··· EXCERPT TO READ
Last week I read an article from my hometown news source which announced that during spring break, several local agencies would converge on the local junior high for preparedness drills. The exercise is supposed to cover a number of emergencies. The focus, of course, is on school shooters.
In what officials are calling one of the largest and most unique emergency drills ever staged by Jasper County agencies, an active shooter and mass casualty drill will take place March 18 at
the Berg elementary and middle-school complex in Newton.
From shortly before noon until about 4 p.m., medical, fire and law enforcement will converge on the complex for a drill scenario that involves at least one active shooter on the campus. March 18 is the Wednesday of the Newton Community School District’s spring break.”
Given the great success of police agencies in stopping these incidences, I am sure the drills are completely unnecessary. That was sarcasm. I use it when the truth makes me feel icky inside. The truth is that displays such as these help to create the fear, distrust and divisive ideologies which themselves lead to psychologies of deviant violence. And in turn, those lead to the sort of alienation, marginalization and disempowerment that causes individuals to go overboard and shoot up buildings full of other victims of the state.
I have little confidence that these drills are necessary or helpful, yet I have a firm suspicion that they add to an overall culture which creates both criminal and institutional violence. Drills like these are useful in training instinctive reflexes into officers. Reflexes that often become deadly when officers are unable to separate the automated behaviors they are trained to have with real life situations that require finesse and human guile. At the same time, I doubt local police agencies are making federal grant cash by holding training exercises which hone finesse or human guile.
Let me tell you a bit about Newton, Iowa, the town this is happening in and the town that I grew up in. In the early nineteen nineties it’s greatest employer was Maytag Appliances. The employees were some of the best paid union workers in the nation. There was prosperity and growth, but lurking beneath this was a nasty methamphetamine culture. Newton was affected by this narcotic especially hard, at one time making the top ten ‘meth use per capita’ in the entire country. The police responded with greater numbers and resources as well as new training and a different attitude. Yet it was not enough. As Maytag began shipping jobs away, the unemployment rate rose and so did meth use. When the company finally left over a decade ago, Newton became an economic ghost town. It’s problems continue to this day.
Newton is not unlike most midwest towns. Its social, economic and political structures revolve around a very small core. Yet there was always something different about the place. My junior year in high school we received our first full-time in-school police officer. While this may not have seemed out of place in a larger city, Newton was twenty five thousand people. There were no gangs and Columbine had yet to kick off the modern school shooting phase. Me and my friends knew right away why there was a cop in our school. Intimidation. If you think that a town like Newton would have a Mayberry-style law enforcement agency that was above participating in the social engineering of youth, let me just point out that the City Police have in their possession a monster truck with their’s and a D.A.R.E. logo painted on it.
······
··· SUPPLIED MATERIAL
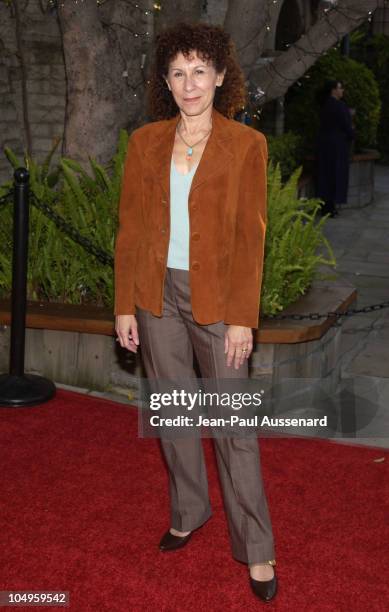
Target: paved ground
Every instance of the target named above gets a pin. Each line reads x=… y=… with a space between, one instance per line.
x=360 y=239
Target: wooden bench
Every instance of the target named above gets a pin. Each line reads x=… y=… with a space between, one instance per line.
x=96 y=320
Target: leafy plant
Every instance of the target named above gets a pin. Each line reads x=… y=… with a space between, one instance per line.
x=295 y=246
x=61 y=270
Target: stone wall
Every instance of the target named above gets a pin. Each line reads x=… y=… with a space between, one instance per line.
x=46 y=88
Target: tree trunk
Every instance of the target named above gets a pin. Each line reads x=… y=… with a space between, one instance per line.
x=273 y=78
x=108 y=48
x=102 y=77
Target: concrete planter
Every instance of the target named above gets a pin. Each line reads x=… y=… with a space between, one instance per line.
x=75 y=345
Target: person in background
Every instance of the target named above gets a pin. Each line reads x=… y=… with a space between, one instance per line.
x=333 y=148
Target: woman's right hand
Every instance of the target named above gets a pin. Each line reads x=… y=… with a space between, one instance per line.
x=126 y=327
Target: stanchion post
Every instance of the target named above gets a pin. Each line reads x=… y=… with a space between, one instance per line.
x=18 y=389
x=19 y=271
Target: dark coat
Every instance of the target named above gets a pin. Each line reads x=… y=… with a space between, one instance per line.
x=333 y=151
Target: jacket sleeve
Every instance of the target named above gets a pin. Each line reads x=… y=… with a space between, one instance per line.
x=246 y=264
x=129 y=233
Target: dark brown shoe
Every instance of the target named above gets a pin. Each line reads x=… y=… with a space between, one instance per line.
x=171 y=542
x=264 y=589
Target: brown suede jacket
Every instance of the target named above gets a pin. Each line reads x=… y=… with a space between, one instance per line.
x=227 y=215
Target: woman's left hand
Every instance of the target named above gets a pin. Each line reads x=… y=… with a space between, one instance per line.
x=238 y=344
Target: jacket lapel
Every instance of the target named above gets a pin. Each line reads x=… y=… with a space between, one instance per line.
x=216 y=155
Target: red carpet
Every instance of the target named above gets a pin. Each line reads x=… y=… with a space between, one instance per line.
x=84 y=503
······
··· SUPPLIED MATERIAL
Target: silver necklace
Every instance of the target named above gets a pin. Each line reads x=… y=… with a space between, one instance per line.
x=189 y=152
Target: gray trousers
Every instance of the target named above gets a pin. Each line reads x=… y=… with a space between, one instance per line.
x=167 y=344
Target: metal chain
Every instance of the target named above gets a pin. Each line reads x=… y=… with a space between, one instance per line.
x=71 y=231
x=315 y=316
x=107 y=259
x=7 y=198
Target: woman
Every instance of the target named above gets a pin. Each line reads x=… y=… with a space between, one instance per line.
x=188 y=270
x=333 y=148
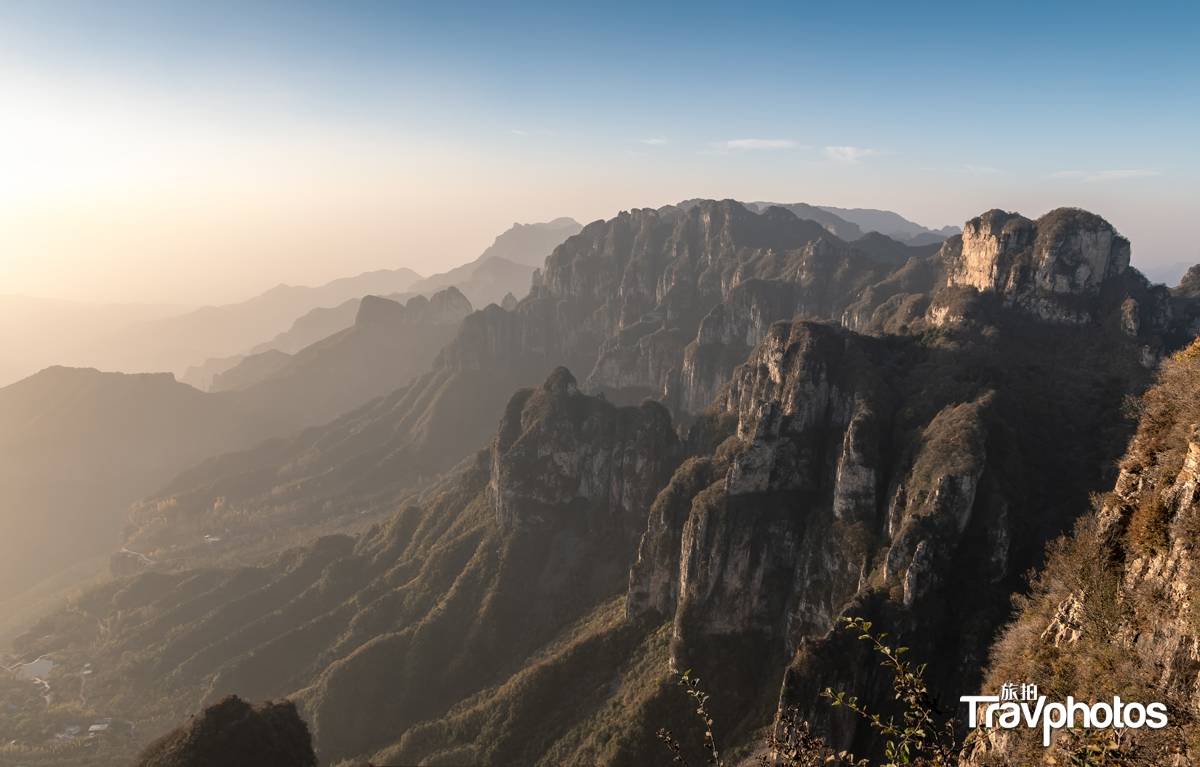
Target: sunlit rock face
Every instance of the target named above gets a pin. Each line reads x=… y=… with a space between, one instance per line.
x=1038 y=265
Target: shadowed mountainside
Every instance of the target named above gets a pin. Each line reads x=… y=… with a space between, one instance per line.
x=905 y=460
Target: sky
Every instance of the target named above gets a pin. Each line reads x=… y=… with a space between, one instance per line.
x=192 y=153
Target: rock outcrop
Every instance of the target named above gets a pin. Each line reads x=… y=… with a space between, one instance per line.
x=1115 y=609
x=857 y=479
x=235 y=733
······
··· SUPPLIED MATERIAL
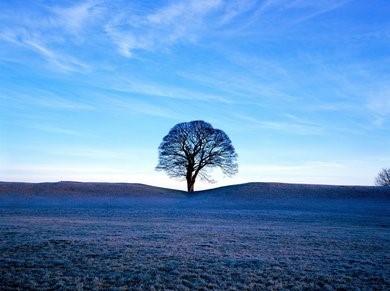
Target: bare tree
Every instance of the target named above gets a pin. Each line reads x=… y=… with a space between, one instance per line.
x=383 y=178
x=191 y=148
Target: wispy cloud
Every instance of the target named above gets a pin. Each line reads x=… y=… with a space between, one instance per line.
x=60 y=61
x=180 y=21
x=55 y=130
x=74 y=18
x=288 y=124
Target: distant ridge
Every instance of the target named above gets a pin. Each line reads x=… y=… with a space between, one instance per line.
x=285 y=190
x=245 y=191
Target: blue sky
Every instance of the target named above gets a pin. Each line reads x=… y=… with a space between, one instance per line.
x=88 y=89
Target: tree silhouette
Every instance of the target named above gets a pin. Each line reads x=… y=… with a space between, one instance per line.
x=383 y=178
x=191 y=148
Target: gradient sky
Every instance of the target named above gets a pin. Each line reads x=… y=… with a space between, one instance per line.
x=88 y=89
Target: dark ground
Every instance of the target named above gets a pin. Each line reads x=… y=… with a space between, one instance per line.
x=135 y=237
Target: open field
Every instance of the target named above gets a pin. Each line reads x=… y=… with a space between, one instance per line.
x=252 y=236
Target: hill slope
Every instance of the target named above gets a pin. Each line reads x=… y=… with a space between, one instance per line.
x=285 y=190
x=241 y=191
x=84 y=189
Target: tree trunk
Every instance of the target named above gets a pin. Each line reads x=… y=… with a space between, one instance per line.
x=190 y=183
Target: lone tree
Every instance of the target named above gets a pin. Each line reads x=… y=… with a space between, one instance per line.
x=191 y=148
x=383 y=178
······
* [DIRECTIONS]:
Revise the part of the piece on the Newton shooting drill starting at "In what officials" and ending at "complex in Newton.", replacing "staged" with "held".

* [RESULT]:
In what officials are calling one of the largest and most unique emergency drills ever held by Jasper County agencies, an active shooter and mass casualty drill will take place March 18 at
the Berg elementary and middle-school complex in Newton.